The MPT field emerged from the microbicide field, a natural extension from the microbicide field's focus on women-controlled methods to prevent HIV acquisition. In 1998, the Alliance for Microbicide Development was formed; however, it was disbanded and funding for microbicide research was reduced after clinical trials for multiple microbicides did not show prevention of HIV transmission. In 2009, CAMI Health convened a multidisciplinary international meeting in Berkeley, California to formalize the MPT field which brought attention back to microbicides. The aim of developing the MPT field was to prevent against any combination of HIV, other STIs, and unintended pregnancy. In 2011, the first major funding opportunity for MPT development was released by the National Institutes of Health.

== Advantages ==
MPTs provide prevention for multiple indications. Because of this, MPTs have the opportunity to revolutionize sexual health.

:: GIVEN RECORDS ::
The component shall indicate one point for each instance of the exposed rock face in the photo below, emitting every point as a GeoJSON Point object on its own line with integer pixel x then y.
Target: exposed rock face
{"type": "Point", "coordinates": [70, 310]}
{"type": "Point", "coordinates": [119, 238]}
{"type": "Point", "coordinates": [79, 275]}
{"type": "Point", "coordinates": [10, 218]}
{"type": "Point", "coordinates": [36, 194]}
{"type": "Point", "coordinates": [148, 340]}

:: THE TASK ::
Print the portion of the MPT passage between "The MPT field emerged" and "Institutes of Health.", inclusive, reproducing it word for word.

:: EXPECTED OUTPUT ::
The MPT field emerged from the microbicide field, a natural extension from the microbicide field's focus on women-controlled methods to prevent HIV acquisition. In 1998, the Alliance for Microbicide Development was formed; however, it was disbanded and funding for microbicide research was reduced after clinical trials for multiple microbicides did not show prevention of HIV transmission. In 2009, CAMI Health convened a multidisciplinary international meeting in Berkeley, California to formalize the MPT field which brought attention back to microbicides. The aim of developing the MPT field was to prevent against any combination of HIV, other STIs, and unintended pregnancy. In 2011, the first major funding opportunity for MPT development was released by the National Institutes of Health.